_Work instructions_
Can you copy out the stretch of the dragon-film review from "It also comes" through "were weaned on.", renaming "box office gold" as "box office treasure"?
— Start of Reading text —
It also comes as no surprise that DreamWorks moved with Night Fury speed to revisit a movie that’s only 15 years old. As the recent Lilo & Stitch proved, there’s plenty box office gold to mine from introducing new children to a young and beloved property, while banking on the nostalgia that a generation without fully formed frontal lobes would carry for the not-so-distant animated films and TV spinoffs they were weaned on.

The younger audiences will no doubt be dazzled by the new How To Train Your Dragon, with its simple and appealing “ET but with Vikings” tale, which now features flesh-and-blood actors, some real landscapes and crashing blue waves (emphasis on “some”) and a still rascally and adorable Toothless – the name given to its central flying reptile. Meanwhile, the slightly older kids will likely find this retread functional and satisfying enough – as my own teens did – while being able to clock the diminishing returns.

Director Dean DeBlois, who helmed the original alongside Chris Sanders, returns, staying protective of and faithful to the original, in which an outcast adolescent named Hiccup (voiced with nasally anxiety by Jay Baruchel), who is raised in a community insistent on slaying dragons with extreme prejudice, befriends Toothless, the aforementioned Night Fury with the jet-black sleekness of a panther but cuddly nature of a house cat.
— End of Reading text —
— Start of Data excerpts —
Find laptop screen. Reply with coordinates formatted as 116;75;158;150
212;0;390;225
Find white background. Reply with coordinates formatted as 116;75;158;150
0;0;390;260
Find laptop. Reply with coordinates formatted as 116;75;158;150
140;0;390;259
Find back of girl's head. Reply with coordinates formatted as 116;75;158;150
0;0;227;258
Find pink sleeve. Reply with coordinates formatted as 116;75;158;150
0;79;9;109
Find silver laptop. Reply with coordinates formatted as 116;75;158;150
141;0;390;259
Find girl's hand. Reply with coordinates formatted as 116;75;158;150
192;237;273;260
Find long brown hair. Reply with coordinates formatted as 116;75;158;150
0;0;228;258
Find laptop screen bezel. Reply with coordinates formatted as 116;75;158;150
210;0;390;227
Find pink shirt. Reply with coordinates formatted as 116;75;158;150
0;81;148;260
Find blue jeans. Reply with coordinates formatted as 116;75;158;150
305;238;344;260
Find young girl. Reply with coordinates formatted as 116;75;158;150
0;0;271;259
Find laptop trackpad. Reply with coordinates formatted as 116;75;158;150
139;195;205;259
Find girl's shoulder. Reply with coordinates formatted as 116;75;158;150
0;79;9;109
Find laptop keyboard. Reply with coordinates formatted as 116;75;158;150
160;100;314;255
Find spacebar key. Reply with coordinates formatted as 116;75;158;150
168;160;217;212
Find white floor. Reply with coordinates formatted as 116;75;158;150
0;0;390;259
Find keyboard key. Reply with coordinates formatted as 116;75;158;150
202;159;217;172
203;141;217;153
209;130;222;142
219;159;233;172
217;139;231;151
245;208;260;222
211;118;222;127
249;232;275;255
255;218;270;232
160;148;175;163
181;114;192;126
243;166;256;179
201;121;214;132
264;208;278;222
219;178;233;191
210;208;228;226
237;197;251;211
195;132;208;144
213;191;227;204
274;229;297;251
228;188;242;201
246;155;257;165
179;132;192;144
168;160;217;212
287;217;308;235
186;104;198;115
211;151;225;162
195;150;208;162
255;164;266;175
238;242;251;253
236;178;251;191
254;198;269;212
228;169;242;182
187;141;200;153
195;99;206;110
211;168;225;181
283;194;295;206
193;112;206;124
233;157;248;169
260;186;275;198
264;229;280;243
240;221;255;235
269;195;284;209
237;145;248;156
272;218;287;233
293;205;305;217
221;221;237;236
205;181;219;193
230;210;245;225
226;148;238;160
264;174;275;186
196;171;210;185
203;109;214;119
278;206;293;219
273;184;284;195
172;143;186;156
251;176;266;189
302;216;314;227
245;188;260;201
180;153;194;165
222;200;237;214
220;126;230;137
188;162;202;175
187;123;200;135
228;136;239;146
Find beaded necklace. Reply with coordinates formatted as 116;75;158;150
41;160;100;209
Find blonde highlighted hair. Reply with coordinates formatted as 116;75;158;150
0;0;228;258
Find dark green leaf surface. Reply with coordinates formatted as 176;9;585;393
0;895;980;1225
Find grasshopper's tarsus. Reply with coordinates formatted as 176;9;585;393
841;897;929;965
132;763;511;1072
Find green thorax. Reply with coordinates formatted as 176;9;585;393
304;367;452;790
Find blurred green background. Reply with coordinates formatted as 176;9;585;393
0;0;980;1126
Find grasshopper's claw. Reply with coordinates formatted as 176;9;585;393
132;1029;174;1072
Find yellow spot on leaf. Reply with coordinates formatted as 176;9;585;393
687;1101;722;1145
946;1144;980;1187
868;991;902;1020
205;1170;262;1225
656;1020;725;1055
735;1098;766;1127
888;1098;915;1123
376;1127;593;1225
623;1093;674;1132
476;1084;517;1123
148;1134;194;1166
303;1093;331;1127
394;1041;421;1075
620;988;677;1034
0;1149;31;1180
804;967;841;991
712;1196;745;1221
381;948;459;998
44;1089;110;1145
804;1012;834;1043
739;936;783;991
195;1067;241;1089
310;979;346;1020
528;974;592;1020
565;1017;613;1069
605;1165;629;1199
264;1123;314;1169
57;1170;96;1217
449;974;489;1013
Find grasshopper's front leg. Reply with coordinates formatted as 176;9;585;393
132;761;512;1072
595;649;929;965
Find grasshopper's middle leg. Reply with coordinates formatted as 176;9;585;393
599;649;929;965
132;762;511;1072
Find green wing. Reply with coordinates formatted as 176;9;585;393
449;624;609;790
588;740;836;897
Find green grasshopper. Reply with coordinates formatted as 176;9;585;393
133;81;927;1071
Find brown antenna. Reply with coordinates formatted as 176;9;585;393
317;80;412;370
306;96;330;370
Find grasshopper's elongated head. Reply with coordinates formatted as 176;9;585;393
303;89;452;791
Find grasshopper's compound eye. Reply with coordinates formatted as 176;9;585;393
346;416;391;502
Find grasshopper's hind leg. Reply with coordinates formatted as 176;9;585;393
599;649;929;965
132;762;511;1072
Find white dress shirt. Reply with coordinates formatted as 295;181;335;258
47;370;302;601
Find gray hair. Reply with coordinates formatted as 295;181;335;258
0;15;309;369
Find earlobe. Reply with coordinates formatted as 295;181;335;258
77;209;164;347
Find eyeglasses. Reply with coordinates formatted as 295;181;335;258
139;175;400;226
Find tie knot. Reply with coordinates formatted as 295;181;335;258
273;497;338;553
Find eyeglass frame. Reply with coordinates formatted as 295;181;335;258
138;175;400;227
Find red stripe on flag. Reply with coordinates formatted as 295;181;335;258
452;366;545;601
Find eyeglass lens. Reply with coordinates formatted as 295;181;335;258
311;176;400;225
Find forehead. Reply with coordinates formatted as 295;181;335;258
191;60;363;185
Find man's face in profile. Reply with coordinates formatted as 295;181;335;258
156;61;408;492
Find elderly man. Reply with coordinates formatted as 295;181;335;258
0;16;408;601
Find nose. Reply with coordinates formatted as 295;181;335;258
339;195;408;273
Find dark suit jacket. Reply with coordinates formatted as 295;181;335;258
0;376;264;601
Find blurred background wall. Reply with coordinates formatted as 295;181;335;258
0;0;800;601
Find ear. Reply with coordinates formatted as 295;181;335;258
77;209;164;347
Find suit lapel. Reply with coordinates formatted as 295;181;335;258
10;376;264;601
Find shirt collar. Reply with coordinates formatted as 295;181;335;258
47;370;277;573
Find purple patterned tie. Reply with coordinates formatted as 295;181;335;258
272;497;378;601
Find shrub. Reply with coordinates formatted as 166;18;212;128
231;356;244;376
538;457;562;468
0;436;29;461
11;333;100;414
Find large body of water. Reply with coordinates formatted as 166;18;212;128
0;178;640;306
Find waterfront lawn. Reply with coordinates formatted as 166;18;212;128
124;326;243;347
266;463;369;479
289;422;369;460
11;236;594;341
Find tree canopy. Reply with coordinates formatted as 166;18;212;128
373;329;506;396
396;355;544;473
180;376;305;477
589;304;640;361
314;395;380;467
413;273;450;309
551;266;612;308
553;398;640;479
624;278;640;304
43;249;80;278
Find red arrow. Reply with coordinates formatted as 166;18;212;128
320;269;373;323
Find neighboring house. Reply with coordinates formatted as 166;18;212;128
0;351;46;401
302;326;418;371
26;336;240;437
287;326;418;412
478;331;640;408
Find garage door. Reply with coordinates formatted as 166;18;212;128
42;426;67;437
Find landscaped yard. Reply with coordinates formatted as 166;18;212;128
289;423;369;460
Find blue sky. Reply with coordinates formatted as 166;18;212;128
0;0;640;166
— End of Data excerpts —
_Answer to the problem_
It also comes as no surprise that DreamWorks moved with Night Fury speed to revisit a movie that’s only 15 years old. As the recent Lilo & Stitch proved, there’s plenty box office treasure to mine from introducing new children to a young and beloved property, while banking on the nostalgia that a generation without fully formed frontal lobes would carry for the not-so-distant animated films and TV spinoffs they were weaned on.